GARY D. EASLEY, PLAINTIFF,
v.
COUNTY OF EL DORADO; EL DORADO SHERIFF'S DEPARTMENT; EL DORADO PROBATION DEPARTMENT; MIKE COOK; RICHARD HORN; HAL BARKER; OLGA HOPKINS; JEFF NEVES; AND NOLAN TRACY, DEFENDANTS.



The opinion of the court was delivered by: Kendall J. Newman United States Magistrate Judge

ORDER and FINDINGS AND RECOMMENDATIONS

Presently before the court is a motion to dismiss plaintiff's Third Amended Complaint pursuant to Federal Rule of Civil Procedure 12(b)(6) filed by the following defendants: the County of El Dorado, which was also sued as the El Dorado County Sheriff's Office and the El Dorado County Probation Department; Mike Cook; Richard Horn; Olga Hopkins; and Nolan Tracy (collectively "defendants").*fn1 (Dkt. No. 23.) The court heard this matter on its law and motion calendar on October 21, 2010. Attorney Andrew T. Caulfield appeared on behalf of defendants. Plaintiff, who is proceeding without counsel, appeared on his own behalf. For the reasons that follow, the undersigned will recommend that defendants' motion to dismiss be granted and that all of plaintiff's claims be dismissed with prejudice as to the above-referenced defendants.*fn2

I. BACKGROUND

Plaintiff's Third Amended Complaint, which is the operative complaint, alleges that several defendants violated plaintiff's constitutional rights and seeks recovery, in large part, pursuant to 42 U.S.C. § 1983. (See generally Third Am. Compl., Dkt. No. 16.) Plaintiff also alleges two claims under California state law. Generally, plaintiff's claims arise from his interactions with officers of the El Dorado County Sheriff's Office in the years 2003 and 2005.

Briefly stated, plaintiff alleges that on or about December 11, 2003, defendants Horn and Cook, who are alleged to have been officers with the El Dorado County Sheriff's Office ("Sheriff's Office"), unlawfully entered plaintiff's cabin without warning, conducted an illegal search of the premises, and used physical force to handcuff and arrest or "imprison" plaintiff. (Third Am. Compl. at 3, 4-5.) This arrest also led to what plaintiff alleges was a malicious criminal prosecution proceeding under "Case # P03CRF0694" in the Superior Court of California for the County of El Dorado ("Superior Court"), which is alleged to have been ultimately terminated in plaintiff's favor. (Id. at 5-6, 8.) Plaintiff alleges a number of claims, discussed in more detail below, that arise out of the December 11, 2003 arrest and resulting criminal prosecution.

Plaintiff also alleges that on or about March 16, 2005, defendant Nolan Tracy, who is alleged to have been an officer with the Sheriff's Office, "accosted" plaintiff near plaintiff's home, used physical force to handcuff plaintiff, and falsely arrested plaintiff. (Id. at 3, 11.) This arrest led to what plaintiff alleges was a malicious criminal prosecution proceeding under "Case # P05CRM0345" in the Superior Court. (Id.) Plaintiff alleges a number of claims, discussed in more detail below, that arise out of the March 16, 2005 arrest and resulting prosecution.

*Set problem 1*:
Update the point placement entries from the line containing "Objective — for every instance of the jagged" through the line containing "Target: jagged summit" by replacing "jagged summit" with "rocky peak". Leave everything else unchanged.
The court order and the entries that come after it are unrelated to each other.

*Point placement records*:
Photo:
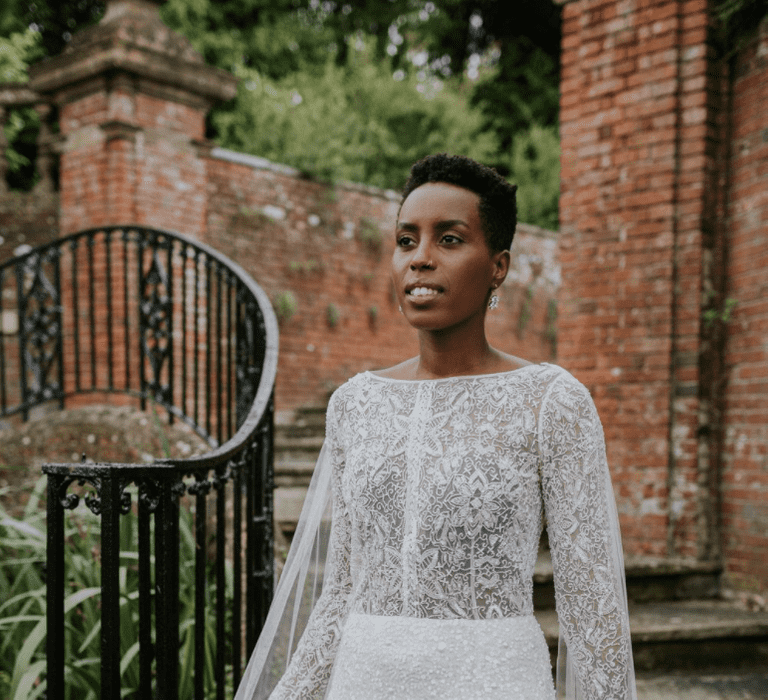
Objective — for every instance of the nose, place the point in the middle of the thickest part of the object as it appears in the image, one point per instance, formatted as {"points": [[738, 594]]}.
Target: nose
{"points": [[422, 257]]}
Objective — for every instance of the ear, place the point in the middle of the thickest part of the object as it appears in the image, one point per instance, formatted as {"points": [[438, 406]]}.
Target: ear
{"points": [[501, 262]]}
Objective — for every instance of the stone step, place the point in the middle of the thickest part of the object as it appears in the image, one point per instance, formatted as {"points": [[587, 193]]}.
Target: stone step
{"points": [[688, 635], [724, 684], [648, 580], [302, 422]]}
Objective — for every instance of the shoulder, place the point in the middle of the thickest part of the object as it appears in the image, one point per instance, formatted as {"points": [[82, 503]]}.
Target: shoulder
{"points": [[566, 399]]}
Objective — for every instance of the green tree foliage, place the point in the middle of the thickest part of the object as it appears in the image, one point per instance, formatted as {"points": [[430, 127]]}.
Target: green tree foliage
{"points": [[358, 91], [353, 123]]}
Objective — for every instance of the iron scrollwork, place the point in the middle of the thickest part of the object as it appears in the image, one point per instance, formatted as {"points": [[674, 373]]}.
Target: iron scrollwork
{"points": [[39, 300]]}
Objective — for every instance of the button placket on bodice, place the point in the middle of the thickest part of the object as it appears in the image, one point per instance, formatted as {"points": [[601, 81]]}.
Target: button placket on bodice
{"points": [[414, 462]]}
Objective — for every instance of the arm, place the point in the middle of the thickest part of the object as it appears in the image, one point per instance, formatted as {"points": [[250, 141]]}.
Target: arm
{"points": [[586, 546], [297, 612]]}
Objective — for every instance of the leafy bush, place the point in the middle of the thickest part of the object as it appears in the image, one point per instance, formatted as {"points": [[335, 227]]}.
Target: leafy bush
{"points": [[23, 601]]}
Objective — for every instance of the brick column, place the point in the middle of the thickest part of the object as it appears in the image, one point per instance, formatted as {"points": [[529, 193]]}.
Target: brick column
{"points": [[639, 251], [132, 98]]}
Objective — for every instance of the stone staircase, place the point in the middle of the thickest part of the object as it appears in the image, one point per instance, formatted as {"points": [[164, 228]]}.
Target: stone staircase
{"points": [[680, 622]]}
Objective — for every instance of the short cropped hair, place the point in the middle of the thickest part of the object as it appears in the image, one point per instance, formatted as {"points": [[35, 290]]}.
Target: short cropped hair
{"points": [[498, 203]]}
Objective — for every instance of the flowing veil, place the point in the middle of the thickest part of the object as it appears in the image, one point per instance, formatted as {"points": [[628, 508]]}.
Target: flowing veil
{"points": [[299, 588], [305, 571]]}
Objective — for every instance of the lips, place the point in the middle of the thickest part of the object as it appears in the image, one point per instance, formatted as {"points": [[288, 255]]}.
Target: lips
{"points": [[423, 292]]}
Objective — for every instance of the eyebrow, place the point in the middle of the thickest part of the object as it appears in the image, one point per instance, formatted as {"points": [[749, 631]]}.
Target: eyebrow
{"points": [[440, 227]]}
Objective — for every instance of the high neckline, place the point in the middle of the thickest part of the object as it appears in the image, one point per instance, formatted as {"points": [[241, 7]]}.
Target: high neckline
{"points": [[456, 376]]}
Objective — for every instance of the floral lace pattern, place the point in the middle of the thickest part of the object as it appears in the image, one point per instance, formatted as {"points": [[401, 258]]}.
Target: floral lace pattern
{"points": [[440, 487]]}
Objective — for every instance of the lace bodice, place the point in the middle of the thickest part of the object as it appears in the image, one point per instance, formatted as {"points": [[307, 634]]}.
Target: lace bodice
{"points": [[439, 492]]}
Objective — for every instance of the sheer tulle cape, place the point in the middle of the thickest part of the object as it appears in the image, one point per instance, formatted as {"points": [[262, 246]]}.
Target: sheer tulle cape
{"points": [[299, 588], [305, 571]]}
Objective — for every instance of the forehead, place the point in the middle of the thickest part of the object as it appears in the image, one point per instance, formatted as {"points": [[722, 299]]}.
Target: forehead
{"points": [[441, 200]]}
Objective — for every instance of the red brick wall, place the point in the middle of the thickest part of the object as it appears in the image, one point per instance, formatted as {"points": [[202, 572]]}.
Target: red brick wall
{"points": [[314, 242], [634, 96], [131, 157], [745, 454]]}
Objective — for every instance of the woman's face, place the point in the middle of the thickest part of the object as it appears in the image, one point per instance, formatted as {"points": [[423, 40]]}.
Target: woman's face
{"points": [[442, 267]]}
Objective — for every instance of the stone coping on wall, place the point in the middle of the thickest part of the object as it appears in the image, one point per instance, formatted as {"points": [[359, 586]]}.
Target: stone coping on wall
{"points": [[259, 163]]}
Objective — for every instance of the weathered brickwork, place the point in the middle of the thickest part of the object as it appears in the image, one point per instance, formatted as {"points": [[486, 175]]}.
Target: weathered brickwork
{"points": [[663, 228], [322, 253], [745, 454], [662, 307]]}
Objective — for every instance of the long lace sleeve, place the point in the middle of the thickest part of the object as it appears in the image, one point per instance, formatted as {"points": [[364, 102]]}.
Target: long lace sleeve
{"points": [[294, 655], [586, 549]]}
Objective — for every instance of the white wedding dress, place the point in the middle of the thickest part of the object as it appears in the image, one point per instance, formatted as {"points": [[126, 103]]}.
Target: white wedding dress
{"points": [[438, 488]]}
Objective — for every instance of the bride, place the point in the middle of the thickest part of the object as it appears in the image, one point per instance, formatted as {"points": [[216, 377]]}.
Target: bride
{"points": [[411, 571]]}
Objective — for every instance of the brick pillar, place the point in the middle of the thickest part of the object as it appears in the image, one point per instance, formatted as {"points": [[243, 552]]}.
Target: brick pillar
{"points": [[745, 445], [132, 97], [640, 254]]}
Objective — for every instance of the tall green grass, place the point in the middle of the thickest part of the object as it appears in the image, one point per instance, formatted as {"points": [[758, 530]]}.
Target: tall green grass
{"points": [[23, 595]]}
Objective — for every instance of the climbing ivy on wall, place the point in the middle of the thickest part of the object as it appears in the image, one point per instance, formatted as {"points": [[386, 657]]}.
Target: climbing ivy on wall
{"points": [[737, 20]]}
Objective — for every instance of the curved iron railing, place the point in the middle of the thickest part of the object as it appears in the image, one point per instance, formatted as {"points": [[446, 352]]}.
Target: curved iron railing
{"points": [[157, 316]]}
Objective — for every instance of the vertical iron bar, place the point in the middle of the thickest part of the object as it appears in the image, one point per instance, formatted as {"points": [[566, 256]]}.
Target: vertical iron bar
{"points": [[75, 312], [110, 584], [266, 470], [3, 398], [92, 312], [219, 341], [110, 359], [221, 496], [169, 321], [142, 326], [54, 584], [59, 323], [21, 303], [201, 502], [197, 338], [126, 313], [230, 292], [184, 329], [145, 594], [208, 344], [167, 591], [251, 633], [237, 605]]}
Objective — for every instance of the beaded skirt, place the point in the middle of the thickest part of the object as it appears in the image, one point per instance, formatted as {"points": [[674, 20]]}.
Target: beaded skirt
{"points": [[381, 658]]}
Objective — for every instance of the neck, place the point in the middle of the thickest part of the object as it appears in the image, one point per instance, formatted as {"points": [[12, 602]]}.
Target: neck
{"points": [[446, 353]]}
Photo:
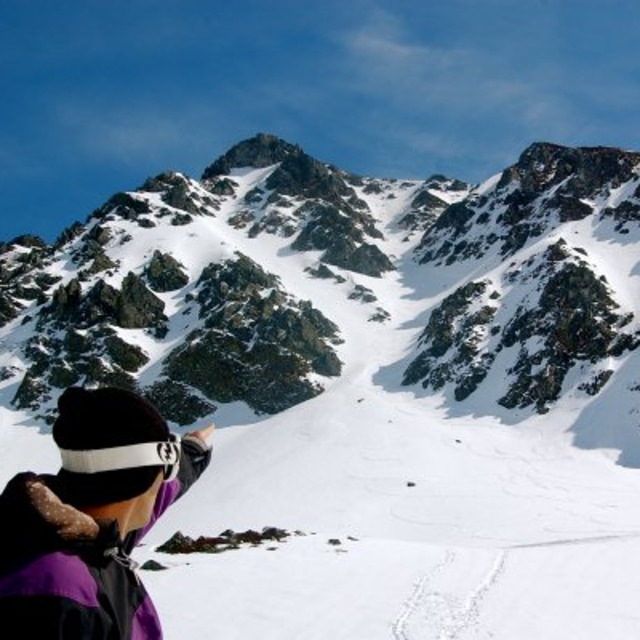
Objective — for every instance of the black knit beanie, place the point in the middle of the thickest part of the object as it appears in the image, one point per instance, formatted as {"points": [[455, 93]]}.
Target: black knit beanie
{"points": [[99, 419]]}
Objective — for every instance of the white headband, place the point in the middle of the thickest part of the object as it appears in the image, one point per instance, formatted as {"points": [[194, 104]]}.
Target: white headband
{"points": [[130, 456]]}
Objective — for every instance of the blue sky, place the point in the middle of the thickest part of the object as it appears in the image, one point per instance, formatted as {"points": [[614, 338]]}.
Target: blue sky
{"points": [[99, 95]]}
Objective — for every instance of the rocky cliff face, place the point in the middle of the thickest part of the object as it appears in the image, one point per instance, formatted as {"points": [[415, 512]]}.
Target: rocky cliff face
{"points": [[550, 305]]}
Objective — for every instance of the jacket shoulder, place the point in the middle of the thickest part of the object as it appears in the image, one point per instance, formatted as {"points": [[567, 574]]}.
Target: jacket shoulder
{"points": [[52, 574]]}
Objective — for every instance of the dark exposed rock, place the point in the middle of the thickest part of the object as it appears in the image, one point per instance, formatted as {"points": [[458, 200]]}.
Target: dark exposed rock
{"points": [[452, 328], [254, 347], [179, 543], [131, 307], [341, 238], [165, 273], [123, 205], [177, 402], [261, 151]]}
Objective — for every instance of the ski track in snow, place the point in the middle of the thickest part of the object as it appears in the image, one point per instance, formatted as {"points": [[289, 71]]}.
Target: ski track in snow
{"points": [[445, 615]]}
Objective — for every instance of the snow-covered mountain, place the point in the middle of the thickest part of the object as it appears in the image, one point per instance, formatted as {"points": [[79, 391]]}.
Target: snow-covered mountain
{"points": [[202, 293], [414, 371]]}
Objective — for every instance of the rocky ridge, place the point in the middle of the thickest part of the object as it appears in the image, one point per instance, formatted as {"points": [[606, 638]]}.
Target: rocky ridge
{"points": [[133, 297]]}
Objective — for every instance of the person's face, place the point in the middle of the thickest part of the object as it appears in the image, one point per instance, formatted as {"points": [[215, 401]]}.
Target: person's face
{"points": [[145, 504]]}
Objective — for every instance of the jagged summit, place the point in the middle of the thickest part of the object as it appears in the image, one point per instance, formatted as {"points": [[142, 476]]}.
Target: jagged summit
{"points": [[262, 150], [538, 264], [545, 164]]}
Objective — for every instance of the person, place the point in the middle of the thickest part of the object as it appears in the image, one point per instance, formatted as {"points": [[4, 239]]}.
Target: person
{"points": [[66, 539]]}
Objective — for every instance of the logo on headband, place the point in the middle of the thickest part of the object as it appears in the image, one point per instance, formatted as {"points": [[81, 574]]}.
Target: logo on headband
{"points": [[168, 452]]}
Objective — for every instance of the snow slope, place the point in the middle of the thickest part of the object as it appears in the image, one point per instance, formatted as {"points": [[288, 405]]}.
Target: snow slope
{"points": [[414, 521]]}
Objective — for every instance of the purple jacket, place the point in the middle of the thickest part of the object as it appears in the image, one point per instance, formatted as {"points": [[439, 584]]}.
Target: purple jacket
{"points": [[64, 576]]}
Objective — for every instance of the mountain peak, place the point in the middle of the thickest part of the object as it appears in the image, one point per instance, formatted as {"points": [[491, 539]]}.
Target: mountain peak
{"points": [[262, 150]]}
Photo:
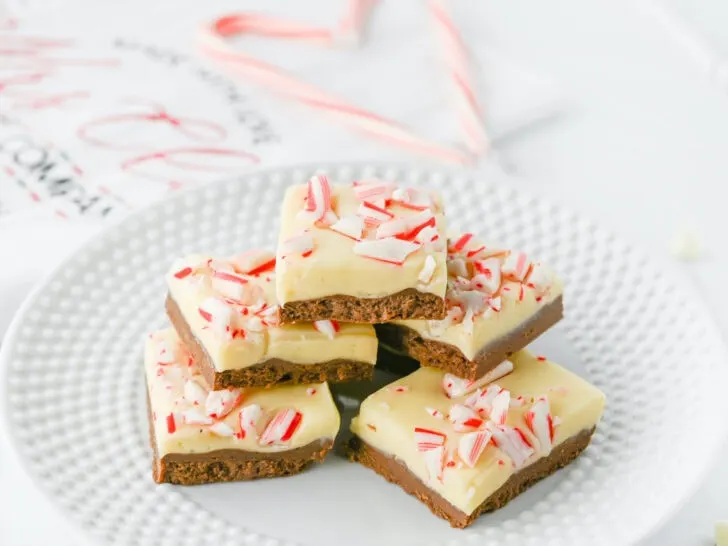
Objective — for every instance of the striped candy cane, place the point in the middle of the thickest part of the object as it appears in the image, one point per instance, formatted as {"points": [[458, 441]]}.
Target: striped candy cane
{"points": [[212, 40], [456, 60]]}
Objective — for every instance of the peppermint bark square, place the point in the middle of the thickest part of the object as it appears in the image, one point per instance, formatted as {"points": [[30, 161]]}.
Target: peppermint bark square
{"points": [[367, 252], [225, 311], [200, 436], [471, 452], [498, 301]]}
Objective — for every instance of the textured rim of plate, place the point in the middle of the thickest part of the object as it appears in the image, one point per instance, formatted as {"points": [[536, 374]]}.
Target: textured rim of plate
{"points": [[645, 529]]}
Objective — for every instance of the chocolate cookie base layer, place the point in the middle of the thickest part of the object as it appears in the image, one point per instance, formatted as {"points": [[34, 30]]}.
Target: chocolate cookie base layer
{"points": [[273, 372], [230, 465], [449, 358], [404, 305], [396, 472]]}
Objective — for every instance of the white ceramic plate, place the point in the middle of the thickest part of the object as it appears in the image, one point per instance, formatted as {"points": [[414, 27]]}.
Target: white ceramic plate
{"points": [[74, 399]]}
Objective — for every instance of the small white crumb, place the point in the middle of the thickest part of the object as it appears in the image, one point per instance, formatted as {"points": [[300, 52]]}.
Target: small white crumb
{"points": [[686, 246], [348, 401], [721, 533]]}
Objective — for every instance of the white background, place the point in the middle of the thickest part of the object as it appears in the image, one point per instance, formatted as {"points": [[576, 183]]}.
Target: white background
{"points": [[641, 144]]}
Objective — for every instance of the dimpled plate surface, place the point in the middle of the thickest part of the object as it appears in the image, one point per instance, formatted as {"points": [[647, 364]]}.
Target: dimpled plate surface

*Set problem 2*:
According to the court order, on what date did the court hear the motion to dismiss?

*Task response 1*:
Objective — for every instance of the rocky peak, place the point in the middle of the thickest part of the object as it appears in the image, one point per instance, formatted as {"points": [[142, 476]]}.
Target: rocky peak

*Task response 2*:
October 21, 2010